▼

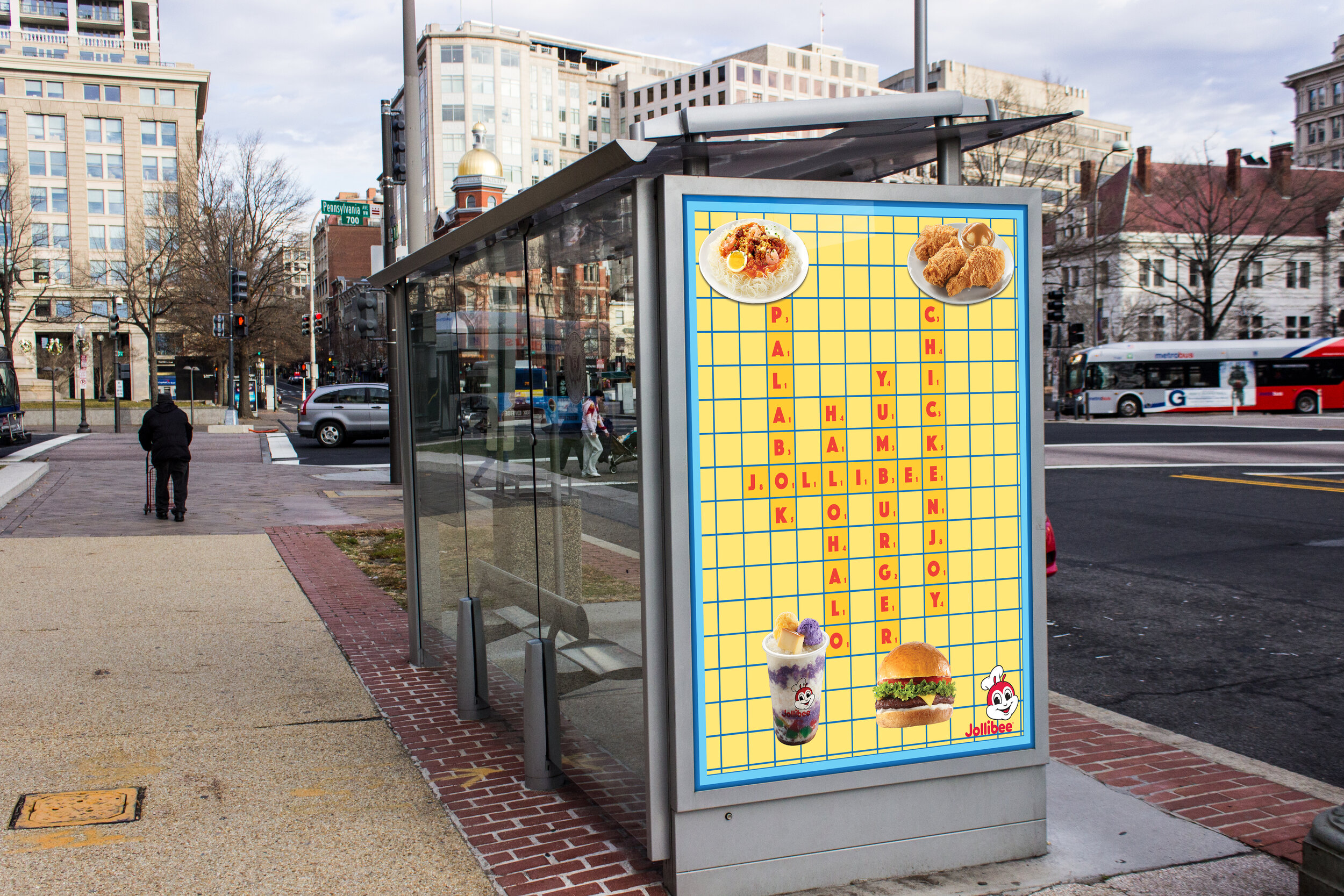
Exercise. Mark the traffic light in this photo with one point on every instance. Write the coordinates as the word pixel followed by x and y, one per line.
pixel 1055 307
pixel 394 147
pixel 238 286
pixel 366 304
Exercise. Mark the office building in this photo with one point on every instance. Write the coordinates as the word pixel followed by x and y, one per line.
pixel 96 135
pixel 1049 159
pixel 769 73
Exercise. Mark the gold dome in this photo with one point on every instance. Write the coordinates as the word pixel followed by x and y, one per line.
pixel 479 160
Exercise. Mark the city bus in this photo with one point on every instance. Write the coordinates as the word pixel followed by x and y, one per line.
pixel 1129 379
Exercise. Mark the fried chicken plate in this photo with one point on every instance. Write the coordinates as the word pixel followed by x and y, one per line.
pixel 933 238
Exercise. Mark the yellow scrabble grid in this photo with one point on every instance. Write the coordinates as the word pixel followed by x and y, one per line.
pixel 855 313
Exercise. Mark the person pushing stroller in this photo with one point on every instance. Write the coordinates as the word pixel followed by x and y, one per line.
pixel 166 433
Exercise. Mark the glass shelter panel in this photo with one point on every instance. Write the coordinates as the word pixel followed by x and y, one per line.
pixel 582 388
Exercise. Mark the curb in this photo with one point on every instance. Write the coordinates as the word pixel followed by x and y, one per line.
pixel 17 478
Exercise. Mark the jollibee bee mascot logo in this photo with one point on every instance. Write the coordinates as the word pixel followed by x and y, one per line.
pixel 1000 698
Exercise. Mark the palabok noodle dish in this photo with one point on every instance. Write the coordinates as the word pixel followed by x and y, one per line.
pixel 756 260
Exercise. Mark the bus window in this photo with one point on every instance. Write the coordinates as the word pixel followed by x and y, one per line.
pixel 1116 375
pixel 1202 374
pixel 1164 375
pixel 1284 374
pixel 1076 377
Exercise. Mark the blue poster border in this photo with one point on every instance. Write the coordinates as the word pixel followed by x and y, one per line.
pixel 1019 213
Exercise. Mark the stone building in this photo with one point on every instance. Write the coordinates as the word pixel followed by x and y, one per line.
pixel 96 135
pixel 1319 112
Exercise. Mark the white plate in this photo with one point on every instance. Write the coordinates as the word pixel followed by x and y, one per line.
pixel 710 248
pixel 968 296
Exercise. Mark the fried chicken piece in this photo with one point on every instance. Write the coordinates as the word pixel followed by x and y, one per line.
pixel 934 238
pixel 959 283
pixel 985 267
pixel 945 264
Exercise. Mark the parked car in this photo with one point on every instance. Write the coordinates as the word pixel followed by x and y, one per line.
pixel 1052 567
pixel 340 414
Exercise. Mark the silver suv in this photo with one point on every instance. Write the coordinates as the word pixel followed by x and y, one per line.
pixel 338 415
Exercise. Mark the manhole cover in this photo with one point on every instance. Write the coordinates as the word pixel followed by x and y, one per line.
pixel 77 808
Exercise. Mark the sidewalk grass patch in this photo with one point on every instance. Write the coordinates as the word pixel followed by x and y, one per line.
pixel 380 554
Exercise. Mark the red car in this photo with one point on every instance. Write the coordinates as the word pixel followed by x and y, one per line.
pixel 1052 569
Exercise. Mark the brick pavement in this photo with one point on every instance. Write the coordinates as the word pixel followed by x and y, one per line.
pixel 97 488
pixel 530 843
pixel 1257 812
pixel 563 841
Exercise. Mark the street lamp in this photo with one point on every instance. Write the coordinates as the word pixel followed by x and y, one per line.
pixel 81 347
pixel 191 378
pixel 1120 146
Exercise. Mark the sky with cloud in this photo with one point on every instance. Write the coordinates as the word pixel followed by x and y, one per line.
pixel 310 73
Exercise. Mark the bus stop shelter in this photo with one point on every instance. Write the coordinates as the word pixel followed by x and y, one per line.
pixel 838 441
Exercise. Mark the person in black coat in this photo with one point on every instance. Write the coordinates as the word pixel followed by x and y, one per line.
pixel 166 433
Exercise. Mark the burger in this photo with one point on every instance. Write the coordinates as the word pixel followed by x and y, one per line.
pixel 914 687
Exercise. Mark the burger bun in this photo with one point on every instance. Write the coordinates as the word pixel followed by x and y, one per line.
pixel 914 716
pixel 914 660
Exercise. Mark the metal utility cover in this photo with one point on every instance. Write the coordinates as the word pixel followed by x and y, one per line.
pixel 77 808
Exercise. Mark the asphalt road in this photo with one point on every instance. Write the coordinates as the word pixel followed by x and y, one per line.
pixel 1209 607
pixel 1116 433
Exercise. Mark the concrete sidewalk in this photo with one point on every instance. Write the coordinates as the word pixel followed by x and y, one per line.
pixel 194 666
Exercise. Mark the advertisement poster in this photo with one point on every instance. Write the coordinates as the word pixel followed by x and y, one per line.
pixel 861 499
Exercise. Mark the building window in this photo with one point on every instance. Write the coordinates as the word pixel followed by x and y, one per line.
pixel 103 131
pixel 1297 327
pixel 1250 327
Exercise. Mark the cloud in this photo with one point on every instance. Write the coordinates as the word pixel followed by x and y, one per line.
pixel 310 73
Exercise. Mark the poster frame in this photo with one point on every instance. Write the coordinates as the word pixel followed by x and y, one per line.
pixel 681 747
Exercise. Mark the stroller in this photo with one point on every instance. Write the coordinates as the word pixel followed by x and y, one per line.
pixel 624 449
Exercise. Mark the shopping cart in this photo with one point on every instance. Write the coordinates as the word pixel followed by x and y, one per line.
pixel 149 488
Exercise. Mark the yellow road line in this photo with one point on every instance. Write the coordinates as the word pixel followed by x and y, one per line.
pixel 1277 485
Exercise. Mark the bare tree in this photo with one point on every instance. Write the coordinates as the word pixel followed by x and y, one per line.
pixel 1197 243
pixel 17 257
pixel 252 202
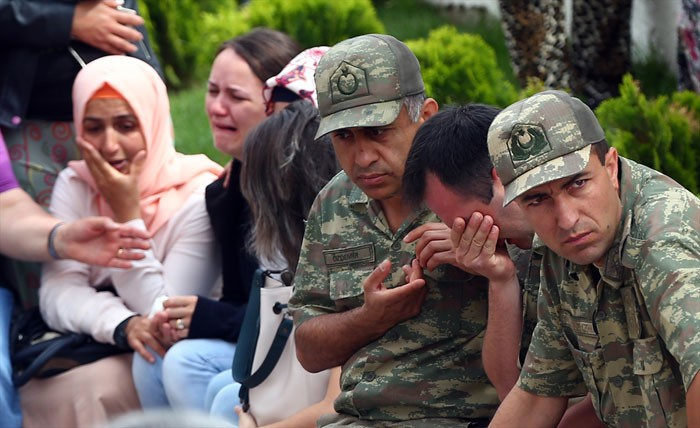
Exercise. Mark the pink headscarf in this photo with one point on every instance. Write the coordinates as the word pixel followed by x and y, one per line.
pixel 168 178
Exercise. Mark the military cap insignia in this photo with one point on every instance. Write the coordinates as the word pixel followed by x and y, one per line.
pixel 348 82
pixel 527 141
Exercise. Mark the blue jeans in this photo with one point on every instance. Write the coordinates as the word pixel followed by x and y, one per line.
pixel 222 396
pixel 9 399
pixel 180 380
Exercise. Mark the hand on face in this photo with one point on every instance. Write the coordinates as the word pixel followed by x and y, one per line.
pixel 476 248
pixel 121 190
pixel 433 245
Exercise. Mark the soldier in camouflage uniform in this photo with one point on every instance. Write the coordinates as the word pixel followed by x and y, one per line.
pixel 618 308
pixel 409 342
pixel 449 168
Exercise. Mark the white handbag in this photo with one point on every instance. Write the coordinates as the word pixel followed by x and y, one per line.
pixel 274 385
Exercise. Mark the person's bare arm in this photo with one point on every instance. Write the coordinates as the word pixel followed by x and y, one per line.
pixel 329 340
pixel 25 227
pixel 433 245
pixel 523 408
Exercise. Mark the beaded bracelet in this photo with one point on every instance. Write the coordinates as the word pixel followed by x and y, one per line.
pixel 50 243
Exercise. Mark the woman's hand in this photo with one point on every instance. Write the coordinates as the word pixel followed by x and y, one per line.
pixel 139 336
pixel 120 190
pixel 245 419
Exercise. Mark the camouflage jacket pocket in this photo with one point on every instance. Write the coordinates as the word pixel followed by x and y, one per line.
pixel 661 390
pixel 647 357
pixel 346 285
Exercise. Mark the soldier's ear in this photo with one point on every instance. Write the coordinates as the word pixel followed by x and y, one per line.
pixel 611 166
pixel 430 107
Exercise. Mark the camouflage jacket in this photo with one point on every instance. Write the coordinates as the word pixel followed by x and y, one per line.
pixel 527 265
pixel 628 332
pixel 427 367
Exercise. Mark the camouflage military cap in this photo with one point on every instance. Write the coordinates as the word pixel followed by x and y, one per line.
pixel 362 81
pixel 540 139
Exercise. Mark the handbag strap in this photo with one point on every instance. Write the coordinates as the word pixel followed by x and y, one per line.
pixel 273 355
pixel 247 342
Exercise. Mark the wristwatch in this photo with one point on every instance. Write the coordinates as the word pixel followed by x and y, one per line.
pixel 120 338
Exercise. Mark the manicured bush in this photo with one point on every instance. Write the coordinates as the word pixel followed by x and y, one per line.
pixel 662 133
pixel 458 68
pixel 180 37
pixel 314 22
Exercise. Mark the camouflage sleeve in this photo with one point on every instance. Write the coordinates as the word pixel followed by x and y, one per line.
pixel 664 245
pixel 550 369
pixel 311 295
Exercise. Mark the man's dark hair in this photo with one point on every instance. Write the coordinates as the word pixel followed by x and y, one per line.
pixel 452 145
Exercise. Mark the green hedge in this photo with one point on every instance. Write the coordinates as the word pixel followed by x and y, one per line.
pixel 315 22
pixel 186 33
pixel 458 68
pixel 662 133
pixel 179 37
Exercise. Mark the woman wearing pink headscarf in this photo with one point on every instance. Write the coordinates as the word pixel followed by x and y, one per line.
pixel 131 173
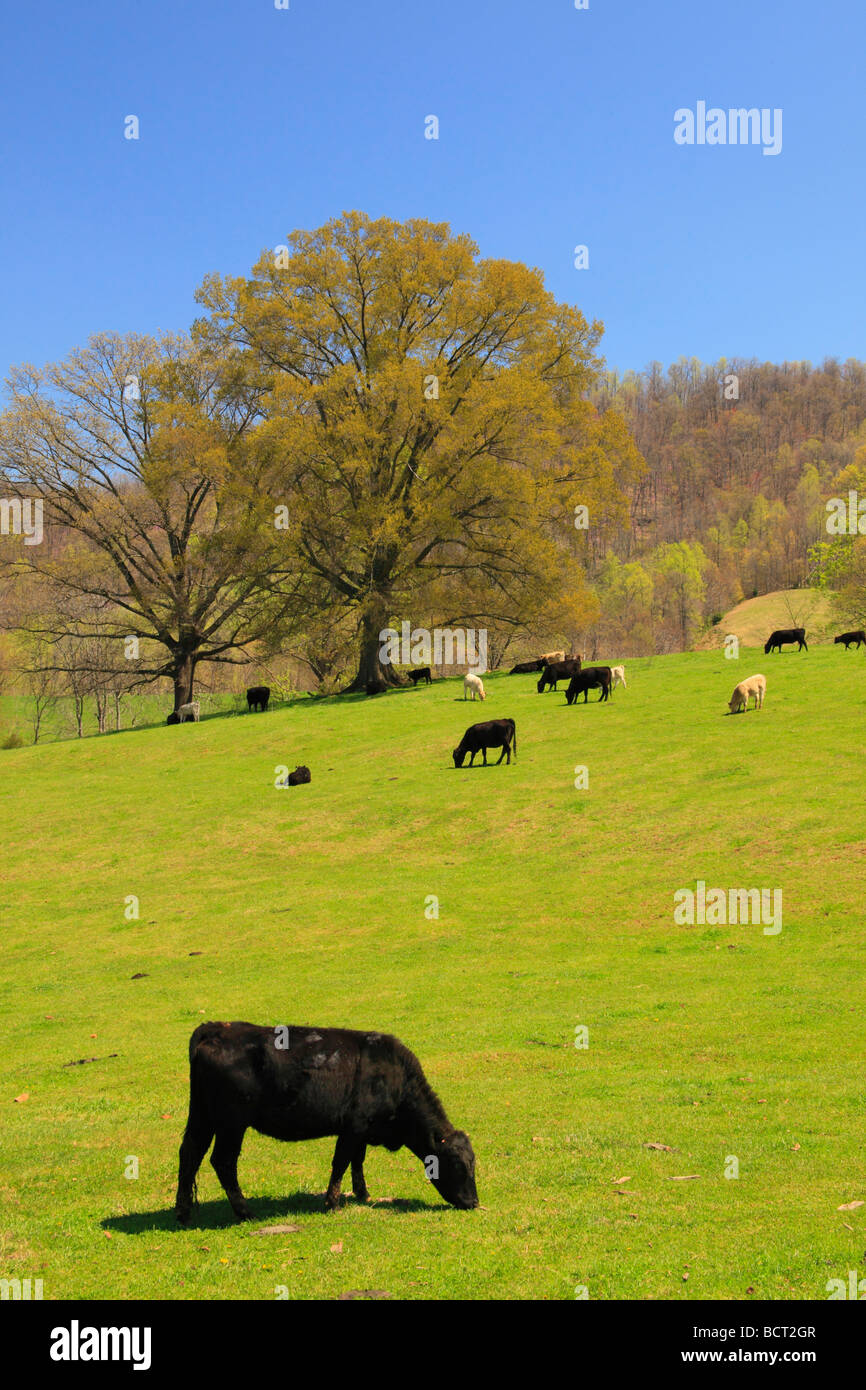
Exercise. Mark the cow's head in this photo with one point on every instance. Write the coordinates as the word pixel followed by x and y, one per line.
pixel 456 1180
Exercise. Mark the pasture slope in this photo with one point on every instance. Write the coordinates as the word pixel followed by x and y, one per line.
pixel 555 911
pixel 755 619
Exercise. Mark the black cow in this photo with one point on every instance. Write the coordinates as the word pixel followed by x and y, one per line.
pixel 298 1083
pixel 591 679
pixel 852 637
pixel 558 672
pixel 786 634
pixel 492 733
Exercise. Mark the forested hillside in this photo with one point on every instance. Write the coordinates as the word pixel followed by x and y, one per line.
pixel 741 459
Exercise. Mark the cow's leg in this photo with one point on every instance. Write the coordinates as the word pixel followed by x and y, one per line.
pixel 342 1157
pixel 196 1141
pixel 224 1162
pixel 359 1186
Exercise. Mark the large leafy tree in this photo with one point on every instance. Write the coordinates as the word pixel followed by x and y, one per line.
pixel 157 526
pixel 427 421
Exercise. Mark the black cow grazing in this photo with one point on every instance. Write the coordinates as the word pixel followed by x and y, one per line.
pixel 786 634
pixel 852 637
pixel 591 679
pixel 298 1083
pixel 492 733
pixel 558 672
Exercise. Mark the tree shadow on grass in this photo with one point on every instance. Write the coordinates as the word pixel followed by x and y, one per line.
pixel 218 1215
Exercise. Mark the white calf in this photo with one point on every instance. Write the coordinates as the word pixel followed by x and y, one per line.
pixel 755 685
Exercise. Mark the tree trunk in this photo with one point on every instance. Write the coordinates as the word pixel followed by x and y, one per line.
pixel 373 676
pixel 184 676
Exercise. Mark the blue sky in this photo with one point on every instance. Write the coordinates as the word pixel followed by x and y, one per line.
pixel 555 129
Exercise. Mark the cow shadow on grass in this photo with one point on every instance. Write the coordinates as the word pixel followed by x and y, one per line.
pixel 217 1215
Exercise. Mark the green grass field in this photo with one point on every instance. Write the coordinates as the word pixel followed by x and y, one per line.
pixel 556 911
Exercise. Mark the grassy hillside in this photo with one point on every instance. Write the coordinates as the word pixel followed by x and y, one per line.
pixel 755 619
pixel 556 911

▲

▶ _THE TASK_: Copy the data from its start through the line containing "pixel 769 73", inclusive, replacing "office building" with "apartment tower" and changing nothing else. Leave the pictures out of the answer.

▶ _RESPONSE TO THIS TASK_:
Exercise. Mark the traffic light in this photo with one point on every instance. Write the coordinates as the word pixel followed by x and y, one per line.
pixel 1055 307
pixel 394 147
pixel 238 286
pixel 366 304
Exercise. Mark the apartment tower in this photo with one point on every instance. Write the coordinates as the word pixel followed by x and y, one per line.
pixel 96 135
pixel 1049 159
pixel 769 73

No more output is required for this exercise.